WORK TO DO –
Check each statement against the thread below about licensing a loadable .so: (a) the new feature is supplied as a .so; (b) the .so has about a hundred functions; (c) Victor Bazarov answers in comp.lang.c++. Give yes or no for each, with the deciding words of the thread quoted.

TEXT SECTION –
Licensing check in a loadable .so

  • Thread starter Sandeep Srinivasa
  • Start date
S

Sandeep Srinivasa

hi,
I have a software which has licensing (enabled through flexlm).
Now, an end user can build apps (As loadable modules) using this base
software.
I am introducing a new feature, which I am providing as a .so . The
development teams, release schedules, etc. are completely different
for the base software and the new .so .

1. Is it possible for me to enable licensing for the loadable .so ?

The problem is that as soon as the .so is loaded, all functions become
visible to the end-user who has a license for the base-app, but not
the .so .

I could of course use the dlopen method, but my .so has a thousand
different functions, all of which need to dlsym-ed . Rather than doing
this, I would like a check right when the .so is loaded and forget
about it later.

2. Is there a way to check for licensing in the .init section of
the .so ?

3. Will this be portable across platforms (Linux, Sun, HP 11.11) .

regards and thanks in advance
-Sandeep
 
V

Victor Bazarov

[answering in comp.lang.c++, keeping the OP's cross-post]
Sandeep said:
hi,
I have a software which has licensing (enabled through flexlm).
Now, [...]

Please don't cross-post this to comp.lang.c++, it's off-topic here.
Thanks!
 
A

Alvin Beach

Sandeep said:
hi,
I have a software which has licensing (enabled through flexlm).
Now, an end user can build apps (As loadable modules) using this base
software.
(snip)
2. Is there a way to check for licensing in the .init section of
the .so ?

This may be slightly off topic, but:

How do you access the .init section of a .so that isn't loaded by dlopen?
I'm curious because I have tend to make .so libraries for my apps[1] and
let the OS load the .so when the app starts.

(Named-object pointing lines)
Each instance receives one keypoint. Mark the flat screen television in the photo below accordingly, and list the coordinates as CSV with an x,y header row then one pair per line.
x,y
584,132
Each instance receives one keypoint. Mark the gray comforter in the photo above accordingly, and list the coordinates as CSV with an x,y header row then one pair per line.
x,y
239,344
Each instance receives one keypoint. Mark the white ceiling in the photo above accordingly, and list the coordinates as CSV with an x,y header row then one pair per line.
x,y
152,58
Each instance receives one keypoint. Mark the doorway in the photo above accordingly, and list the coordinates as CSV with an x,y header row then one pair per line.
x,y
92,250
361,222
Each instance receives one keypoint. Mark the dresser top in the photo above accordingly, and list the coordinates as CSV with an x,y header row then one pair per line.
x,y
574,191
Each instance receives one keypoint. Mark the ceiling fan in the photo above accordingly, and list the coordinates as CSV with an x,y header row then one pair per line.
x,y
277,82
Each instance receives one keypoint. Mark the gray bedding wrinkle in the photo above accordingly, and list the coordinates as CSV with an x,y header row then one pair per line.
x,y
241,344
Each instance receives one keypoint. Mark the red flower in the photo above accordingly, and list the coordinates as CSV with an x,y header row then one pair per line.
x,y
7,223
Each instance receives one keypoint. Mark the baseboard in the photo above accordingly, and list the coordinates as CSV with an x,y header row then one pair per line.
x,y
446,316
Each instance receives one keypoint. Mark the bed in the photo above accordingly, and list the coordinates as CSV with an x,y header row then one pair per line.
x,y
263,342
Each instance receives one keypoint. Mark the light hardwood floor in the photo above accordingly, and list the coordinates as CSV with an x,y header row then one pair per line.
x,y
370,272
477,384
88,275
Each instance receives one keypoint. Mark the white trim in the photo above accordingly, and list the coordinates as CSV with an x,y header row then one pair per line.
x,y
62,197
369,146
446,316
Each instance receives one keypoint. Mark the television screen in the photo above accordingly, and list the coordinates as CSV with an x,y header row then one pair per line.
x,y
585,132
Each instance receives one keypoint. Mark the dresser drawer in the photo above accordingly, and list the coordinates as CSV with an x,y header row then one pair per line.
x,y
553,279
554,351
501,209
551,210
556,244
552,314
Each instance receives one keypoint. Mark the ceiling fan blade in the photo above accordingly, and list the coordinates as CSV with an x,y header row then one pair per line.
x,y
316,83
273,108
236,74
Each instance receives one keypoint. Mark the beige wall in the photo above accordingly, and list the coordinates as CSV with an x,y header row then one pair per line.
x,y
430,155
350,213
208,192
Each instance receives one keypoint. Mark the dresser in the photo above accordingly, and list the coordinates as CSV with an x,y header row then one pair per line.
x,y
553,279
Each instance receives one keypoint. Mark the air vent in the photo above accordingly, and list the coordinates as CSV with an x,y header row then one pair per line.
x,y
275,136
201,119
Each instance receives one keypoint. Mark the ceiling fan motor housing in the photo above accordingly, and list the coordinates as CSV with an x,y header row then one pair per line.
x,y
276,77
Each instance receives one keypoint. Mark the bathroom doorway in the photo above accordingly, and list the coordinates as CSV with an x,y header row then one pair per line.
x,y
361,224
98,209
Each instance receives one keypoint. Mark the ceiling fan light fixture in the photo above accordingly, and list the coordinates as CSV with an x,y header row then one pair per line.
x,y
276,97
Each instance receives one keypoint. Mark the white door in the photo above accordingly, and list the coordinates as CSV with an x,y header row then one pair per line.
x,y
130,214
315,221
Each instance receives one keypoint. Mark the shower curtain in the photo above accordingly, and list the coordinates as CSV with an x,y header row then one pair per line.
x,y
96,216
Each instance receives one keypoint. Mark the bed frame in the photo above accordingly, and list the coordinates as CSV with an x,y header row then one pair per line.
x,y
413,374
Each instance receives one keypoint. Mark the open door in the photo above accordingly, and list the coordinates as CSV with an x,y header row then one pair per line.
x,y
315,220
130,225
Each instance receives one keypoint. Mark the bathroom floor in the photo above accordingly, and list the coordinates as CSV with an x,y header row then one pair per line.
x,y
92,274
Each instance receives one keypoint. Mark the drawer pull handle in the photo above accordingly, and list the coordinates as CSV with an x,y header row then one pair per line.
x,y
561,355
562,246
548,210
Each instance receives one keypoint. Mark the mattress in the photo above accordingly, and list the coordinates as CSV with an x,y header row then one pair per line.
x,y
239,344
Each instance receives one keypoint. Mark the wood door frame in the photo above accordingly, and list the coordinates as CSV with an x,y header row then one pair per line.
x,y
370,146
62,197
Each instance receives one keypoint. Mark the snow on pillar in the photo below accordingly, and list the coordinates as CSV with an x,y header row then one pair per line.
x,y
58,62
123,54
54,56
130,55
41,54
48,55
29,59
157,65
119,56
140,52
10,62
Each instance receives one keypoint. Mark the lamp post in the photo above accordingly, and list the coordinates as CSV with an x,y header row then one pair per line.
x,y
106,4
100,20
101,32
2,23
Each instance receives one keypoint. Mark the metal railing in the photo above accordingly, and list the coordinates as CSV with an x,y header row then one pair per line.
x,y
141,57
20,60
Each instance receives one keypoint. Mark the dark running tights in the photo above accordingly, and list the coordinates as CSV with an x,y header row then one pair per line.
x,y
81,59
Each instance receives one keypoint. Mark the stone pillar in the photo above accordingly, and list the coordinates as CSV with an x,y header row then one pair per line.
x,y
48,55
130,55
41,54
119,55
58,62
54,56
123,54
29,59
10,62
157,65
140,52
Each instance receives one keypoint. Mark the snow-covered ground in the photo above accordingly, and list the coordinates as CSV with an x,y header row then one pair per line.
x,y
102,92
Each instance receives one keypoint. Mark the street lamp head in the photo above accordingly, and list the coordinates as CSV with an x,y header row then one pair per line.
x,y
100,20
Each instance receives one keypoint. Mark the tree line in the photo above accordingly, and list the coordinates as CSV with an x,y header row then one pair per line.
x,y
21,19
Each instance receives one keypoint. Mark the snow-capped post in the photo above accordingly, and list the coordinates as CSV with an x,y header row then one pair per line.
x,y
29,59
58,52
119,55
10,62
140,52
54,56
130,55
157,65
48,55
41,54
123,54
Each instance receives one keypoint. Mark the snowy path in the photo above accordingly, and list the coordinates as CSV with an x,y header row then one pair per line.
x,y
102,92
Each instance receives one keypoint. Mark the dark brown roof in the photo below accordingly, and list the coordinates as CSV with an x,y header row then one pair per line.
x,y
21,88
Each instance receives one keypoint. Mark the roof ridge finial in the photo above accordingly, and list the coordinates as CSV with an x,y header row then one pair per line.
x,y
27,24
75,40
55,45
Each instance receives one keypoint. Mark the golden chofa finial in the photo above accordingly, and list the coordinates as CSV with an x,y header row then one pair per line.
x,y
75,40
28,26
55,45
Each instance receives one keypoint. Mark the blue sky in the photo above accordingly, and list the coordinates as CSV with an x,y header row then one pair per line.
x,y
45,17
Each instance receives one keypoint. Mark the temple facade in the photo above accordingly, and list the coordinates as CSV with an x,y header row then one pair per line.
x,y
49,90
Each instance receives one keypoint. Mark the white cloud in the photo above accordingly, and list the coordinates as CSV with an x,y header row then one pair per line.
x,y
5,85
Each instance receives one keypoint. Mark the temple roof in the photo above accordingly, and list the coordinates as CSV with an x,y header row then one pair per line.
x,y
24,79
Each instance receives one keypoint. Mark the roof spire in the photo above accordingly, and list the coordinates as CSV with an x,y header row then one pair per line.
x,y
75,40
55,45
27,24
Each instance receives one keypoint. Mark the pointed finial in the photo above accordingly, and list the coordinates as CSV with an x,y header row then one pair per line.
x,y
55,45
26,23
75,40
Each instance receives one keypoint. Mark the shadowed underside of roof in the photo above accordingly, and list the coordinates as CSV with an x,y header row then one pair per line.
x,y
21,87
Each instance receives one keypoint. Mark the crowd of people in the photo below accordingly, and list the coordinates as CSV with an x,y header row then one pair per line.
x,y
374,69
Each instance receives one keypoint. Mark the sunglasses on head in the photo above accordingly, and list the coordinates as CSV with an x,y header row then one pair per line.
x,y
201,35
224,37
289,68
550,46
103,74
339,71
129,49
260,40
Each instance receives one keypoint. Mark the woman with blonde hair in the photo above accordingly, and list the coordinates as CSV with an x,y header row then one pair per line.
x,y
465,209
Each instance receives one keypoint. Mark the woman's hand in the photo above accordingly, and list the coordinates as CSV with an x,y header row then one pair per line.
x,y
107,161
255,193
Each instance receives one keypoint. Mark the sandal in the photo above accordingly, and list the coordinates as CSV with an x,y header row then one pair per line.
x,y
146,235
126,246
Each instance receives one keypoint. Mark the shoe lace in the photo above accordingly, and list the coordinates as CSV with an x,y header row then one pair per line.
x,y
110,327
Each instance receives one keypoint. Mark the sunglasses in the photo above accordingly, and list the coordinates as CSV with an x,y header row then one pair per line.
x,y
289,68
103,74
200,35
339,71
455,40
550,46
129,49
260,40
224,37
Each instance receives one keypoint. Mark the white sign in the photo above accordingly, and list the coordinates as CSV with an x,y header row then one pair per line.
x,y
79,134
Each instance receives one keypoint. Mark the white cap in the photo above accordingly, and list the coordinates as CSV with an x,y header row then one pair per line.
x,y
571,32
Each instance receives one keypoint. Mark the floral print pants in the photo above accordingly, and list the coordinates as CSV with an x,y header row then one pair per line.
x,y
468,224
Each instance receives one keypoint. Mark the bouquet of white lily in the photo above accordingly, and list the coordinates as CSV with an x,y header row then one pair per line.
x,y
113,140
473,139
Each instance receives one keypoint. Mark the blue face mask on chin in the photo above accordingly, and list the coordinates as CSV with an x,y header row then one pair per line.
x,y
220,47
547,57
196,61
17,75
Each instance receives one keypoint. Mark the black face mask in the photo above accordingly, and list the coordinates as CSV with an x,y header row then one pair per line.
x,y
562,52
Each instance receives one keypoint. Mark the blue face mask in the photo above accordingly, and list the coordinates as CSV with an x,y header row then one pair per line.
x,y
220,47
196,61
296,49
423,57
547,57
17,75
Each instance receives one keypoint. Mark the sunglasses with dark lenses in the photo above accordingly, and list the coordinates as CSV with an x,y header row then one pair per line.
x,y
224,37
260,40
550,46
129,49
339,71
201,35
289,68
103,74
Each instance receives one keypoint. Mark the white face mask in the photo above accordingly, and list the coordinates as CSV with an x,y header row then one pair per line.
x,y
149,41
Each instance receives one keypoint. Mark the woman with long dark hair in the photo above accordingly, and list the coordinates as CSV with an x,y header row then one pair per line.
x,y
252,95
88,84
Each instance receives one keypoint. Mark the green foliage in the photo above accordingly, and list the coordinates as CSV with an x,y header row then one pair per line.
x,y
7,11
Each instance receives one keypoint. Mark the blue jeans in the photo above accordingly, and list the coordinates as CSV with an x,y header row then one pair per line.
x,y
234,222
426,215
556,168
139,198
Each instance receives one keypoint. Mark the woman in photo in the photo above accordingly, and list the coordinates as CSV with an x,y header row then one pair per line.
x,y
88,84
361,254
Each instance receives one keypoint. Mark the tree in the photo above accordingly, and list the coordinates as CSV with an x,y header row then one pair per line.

RESPONSE –
(a) Yes: "I am providing as a .so"
(b) No: "my .so has a thousand"
(c) Yes: "answering in comp.lang.c++"